It would be great if stress were an exotic flu or an illness that needs a cure. It's our bad luck, though, that stress is far from exotic, and we know exactly how to fix it. This has allowed stress to have the perceived virulency of a hangnail. So under the radar it's off the radar, stress has exploded to an invisible, $1 trillion health epidemic, according to Peter Schnall's Unhealthy Work. That's more expensive than the cost of cancer, smoking, diabetes, and heart disease combined.
It's an astounding enough fact to be in Ripley's, yet one we've never heard of. And there is more hidden from view. Stress is a factor in five out of the six leading causes of death -- heart disease, cancer, stroke, lower respiratory disease, and accidents. An estimated 75 percent to 90 percent of all doctor visits are for stress-related issues.
There seems to be a trend here. Illness and stress. Spending wild amounts of money and stress. The culprit behind so many of our health problems is staring us in the face. Want to cut chronic diseases and health bills? Start with stress, the crisis at the heart of the health care crisis. Want to cut the deficit? Encourage policies that prevent and manage stress, and lop off a few hundred billion bucks.
Of course, stress is more than numbers. It's a daily crucible for millions of us. I meet a lot of people caught in its vice-grip as a work-life balance and stress management educator. Away from earshot of work colleagues, people pull me aside to confide the toll stress is taking. I met a 29-year-old government worker who had an assortment of illnesses you'd expect to see in someone in their 70s. A man in his 40s at an aerospace company told me about the heart attack he'd had two months earlier. He managed to get another position at the firm to get the stress down, but the new position was even more stressful. On the legal frontlines, an attorney told me, "Everyone I know is on Paxil!"
If there were an America's Most Wanted for health problems, stress would be at the top of the list. The U.N. calls stress the 21st century health epidemic. So why does it continue to remain out of sight and out of mind for policy makers and health insurance when it's ravaging so many lives and bankrupting the nation? One, stress is thought to be normal and no big deal. Two, stress is considered a personal, and what's worse, mental problem with no effect on anyone else. Three, there has been no social or political movement to challenge stress as there has been to fight smoking or cancer.

### Study material
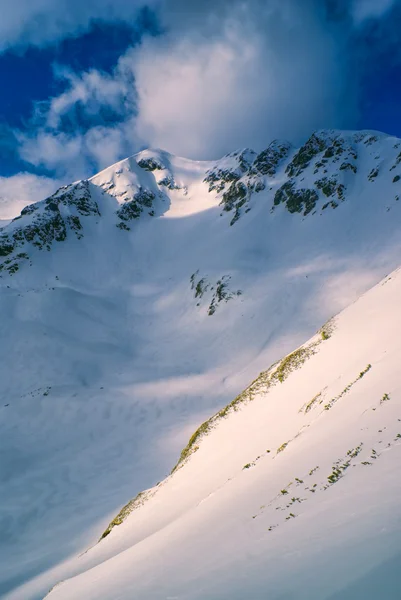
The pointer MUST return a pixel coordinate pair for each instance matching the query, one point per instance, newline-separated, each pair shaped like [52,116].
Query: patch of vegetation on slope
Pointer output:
[276,374]
[47,222]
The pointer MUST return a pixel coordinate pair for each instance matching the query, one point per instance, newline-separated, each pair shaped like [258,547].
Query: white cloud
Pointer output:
[266,71]
[224,75]
[22,189]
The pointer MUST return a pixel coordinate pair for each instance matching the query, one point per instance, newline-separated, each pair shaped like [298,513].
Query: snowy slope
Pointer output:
[139,302]
[292,493]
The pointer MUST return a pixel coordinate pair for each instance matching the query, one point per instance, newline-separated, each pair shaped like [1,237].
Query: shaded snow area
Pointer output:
[140,302]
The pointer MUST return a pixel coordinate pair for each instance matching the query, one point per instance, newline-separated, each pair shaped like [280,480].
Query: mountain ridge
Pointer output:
[116,344]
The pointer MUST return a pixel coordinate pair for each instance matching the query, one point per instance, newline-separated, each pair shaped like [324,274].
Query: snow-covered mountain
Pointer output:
[139,302]
[291,491]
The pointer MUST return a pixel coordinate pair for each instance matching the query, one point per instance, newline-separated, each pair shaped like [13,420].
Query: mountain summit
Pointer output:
[139,302]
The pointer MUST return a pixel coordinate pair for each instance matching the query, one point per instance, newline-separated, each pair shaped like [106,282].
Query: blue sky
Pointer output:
[87,83]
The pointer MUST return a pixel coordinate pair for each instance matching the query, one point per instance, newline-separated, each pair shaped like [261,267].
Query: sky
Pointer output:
[84,84]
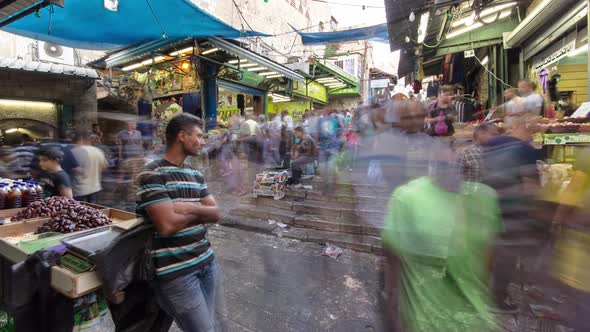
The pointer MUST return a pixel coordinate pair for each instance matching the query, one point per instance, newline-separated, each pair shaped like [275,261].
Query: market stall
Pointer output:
[66,229]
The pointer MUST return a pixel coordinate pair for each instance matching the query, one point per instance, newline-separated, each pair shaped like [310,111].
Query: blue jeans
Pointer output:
[88,198]
[190,299]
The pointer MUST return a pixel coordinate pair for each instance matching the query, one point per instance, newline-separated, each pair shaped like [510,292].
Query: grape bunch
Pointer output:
[66,215]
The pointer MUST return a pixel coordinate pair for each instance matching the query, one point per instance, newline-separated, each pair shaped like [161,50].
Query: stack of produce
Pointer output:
[67,215]
[271,184]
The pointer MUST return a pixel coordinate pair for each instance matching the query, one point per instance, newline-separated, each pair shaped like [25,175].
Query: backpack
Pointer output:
[441,128]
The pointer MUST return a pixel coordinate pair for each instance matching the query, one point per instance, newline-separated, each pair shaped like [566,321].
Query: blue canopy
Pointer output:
[87,24]
[374,33]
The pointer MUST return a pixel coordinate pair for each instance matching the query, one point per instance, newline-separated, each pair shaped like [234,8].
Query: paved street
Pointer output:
[278,284]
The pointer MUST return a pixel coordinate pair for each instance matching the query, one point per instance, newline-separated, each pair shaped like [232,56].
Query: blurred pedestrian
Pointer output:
[437,241]
[54,180]
[249,132]
[303,154]
[534,103]
[288,121]
[470,159]
[129,142]
[174,198]
[442,113]
[329,146]
[510,167]
[87,183]
[572,250]
[276,127]
[99,134]
[6,160]
[24,155]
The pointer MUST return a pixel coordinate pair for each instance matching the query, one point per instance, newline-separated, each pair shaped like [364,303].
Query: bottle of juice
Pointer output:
[3,196]
[28,196]
[14,198]
[40,192]
[33,190]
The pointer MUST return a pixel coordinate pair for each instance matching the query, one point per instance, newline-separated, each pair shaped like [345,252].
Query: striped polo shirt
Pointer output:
[189,249]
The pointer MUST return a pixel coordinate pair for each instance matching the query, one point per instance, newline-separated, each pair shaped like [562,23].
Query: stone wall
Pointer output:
[79,94]
[344,102]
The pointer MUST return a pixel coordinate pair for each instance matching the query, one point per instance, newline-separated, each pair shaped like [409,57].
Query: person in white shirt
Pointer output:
[534,102]
[288,120]
[87,182]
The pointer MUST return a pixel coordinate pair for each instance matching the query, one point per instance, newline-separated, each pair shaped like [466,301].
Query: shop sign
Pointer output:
[339,71]
[379,84]
[314,90]
[250,79]
[547,60]
[348,91]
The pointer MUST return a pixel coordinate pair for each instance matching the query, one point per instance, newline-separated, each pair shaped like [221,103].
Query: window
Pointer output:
[351,66]
[264,50]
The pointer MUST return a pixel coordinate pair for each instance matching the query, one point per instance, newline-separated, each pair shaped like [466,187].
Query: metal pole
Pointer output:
[588,41]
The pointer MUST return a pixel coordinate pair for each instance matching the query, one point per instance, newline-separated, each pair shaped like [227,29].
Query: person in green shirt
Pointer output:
[437,244]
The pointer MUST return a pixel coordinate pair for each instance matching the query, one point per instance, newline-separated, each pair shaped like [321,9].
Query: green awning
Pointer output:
[487,35]
[331,69]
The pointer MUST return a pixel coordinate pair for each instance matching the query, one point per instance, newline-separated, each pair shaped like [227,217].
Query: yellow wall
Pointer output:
[574,77]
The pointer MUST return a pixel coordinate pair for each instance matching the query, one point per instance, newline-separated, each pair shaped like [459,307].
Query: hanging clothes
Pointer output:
[458,68]
[543,78]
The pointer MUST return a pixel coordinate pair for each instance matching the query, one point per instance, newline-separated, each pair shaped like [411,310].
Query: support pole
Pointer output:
[588,41]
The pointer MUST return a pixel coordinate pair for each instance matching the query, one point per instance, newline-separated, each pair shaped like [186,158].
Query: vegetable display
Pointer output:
[67,215]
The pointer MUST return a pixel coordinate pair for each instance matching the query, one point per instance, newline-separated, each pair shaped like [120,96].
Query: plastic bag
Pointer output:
[375,173]
[91,314]
[441,128]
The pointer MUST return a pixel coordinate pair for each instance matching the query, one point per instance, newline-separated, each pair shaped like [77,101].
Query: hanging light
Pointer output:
[183,51]
[209,51]
[578,51]
[255,69]
[423,27]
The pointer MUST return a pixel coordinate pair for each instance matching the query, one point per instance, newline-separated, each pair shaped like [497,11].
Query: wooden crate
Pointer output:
[66,282]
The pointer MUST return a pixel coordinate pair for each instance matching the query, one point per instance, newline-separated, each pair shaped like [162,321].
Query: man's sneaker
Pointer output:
[505,307]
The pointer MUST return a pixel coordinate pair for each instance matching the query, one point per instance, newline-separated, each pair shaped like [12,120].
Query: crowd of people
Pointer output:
[460,222]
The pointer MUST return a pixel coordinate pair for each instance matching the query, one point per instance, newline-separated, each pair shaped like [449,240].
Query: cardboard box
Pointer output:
[73,285]
[66,282]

### Task instructions
A. Decide whether each statement agrees with the passage on stress. Answer yes or no for each, and quote the words from the passage that settle it.
(i) Stress costs more than cancer, smoking, diabetes, and heart disease combined.
(ii) The man at the aerospace company found his new position less stressful.
(iii) The U.N. calls stress the 21st century health epidemic.
B. Translate this sentence from the passage on stress into Spanish: "Stress is a factor in five out of the six leading causes of death -- heart disease, cancer, stroke, lower respiratory disease, and accidents."
C. Carry the passage on stress forward from its last sentence.
The entries are separate from the passage on stress.

### Answer set
A.
(i) Yes: "That's more expensive than the cost of cancer, smoking, diabetes, and heart disease combined."
(ii) No: "but the new position was even more stressful."
(iii) Yes: "The U.N. calls stress the 21st century health epidemic."

B. El estrés es un factor en cinco de las seis principales causas de muerte: las enfermedades cardíacas, el cáncer, los accidentes cerebrovasculares, las enfermedades de las vías respiratorias inferiores y los accidentes.

C.
The good news is that we can do something about the latter and in the process fix the other two. I've launched a campaign to fill the grassroots void called Smash Stress. We have a very specific health care policy petition I hope you'll check out and sign here that calls for stress screening and management for all. It only requires an executive action, and it could transform health in America. I hope you will join the Center for Social Epidemiology, a group of the top stress researchers led by Peter Schnall, to get stress out of the back alleys of personal agony and into the forefront of public health policy. We have the opportunity to do something historic right now.
The problem is that we've been treating the symptoms of stress -- heart disease, high blood pressure, stroke, diabetes -- instead of the cause, stress itself, and shutting that down. Our petition calls for reversing that approach, adding stress screening to the preventive services of the Affordable Care Act. There are currently 16 preventive services covered by the law (22 preventive services for women), from colorectal screening to depression screening. We are asking President Obama and Health and Human Resources Secretary Kathleen Sebelius to add stress screening, the most important preventive measure of all, to the law, as well as accessible and affordable stress management. This is a doable executive action that fits perfectly with the Administration's National Prevention Strategy, which states that, "preventing disease and injuries is key to improving America's health."
Can signing a petition do anything? Ask Dena Patrick, of the social volunteering site wishadoo.com. She submitted a petition at change.org calling for health benefits for part-time FEMA workers, who didn't get any. They get health benefits now, because the administration changed the policy after her petition attracted 112,000 signatures. We can do it too and save millions of lives and billions of dollars.
Collective action helped change social behavior around smoking. Sarah Speck, a cardiologist at Swedish Hospital in Seattle, calls stress "the new tobacco." Like nicotine and tobacco, it constricts blood vessels. Also like smoking, stress is another default habit that requires social intervention to change the attitudes that create it, both for stress perpetrators and reactors. With knowledge and social sanctions, it becomes less acceptable, more costly, more stupid to engage in stress.
We know how to manage stress. We just need to get the information out to everyone.
Smash Stress is lobbying the surgeon general and the CDC to sponsor vigorous, ongoing stress awareness and prevention programs.
We've been sold the idea that stress is some kind of personal flaw whose demons we alone must bear. Though it's not infectious, stress is highly contagious. It's easily spread between workmates, spouses and significant others through "pass-along strain." It drives the hair-trigger emotions and false crisis mentality that spill out into the accident and crime reports of our communities and make our world more angry, panicked, sleep-deprived, and dangerous than it needs to be.
Maybe we can say someday, beginning with action on stress screening and management today, that we made our world a less angry, healthier, safer place to live.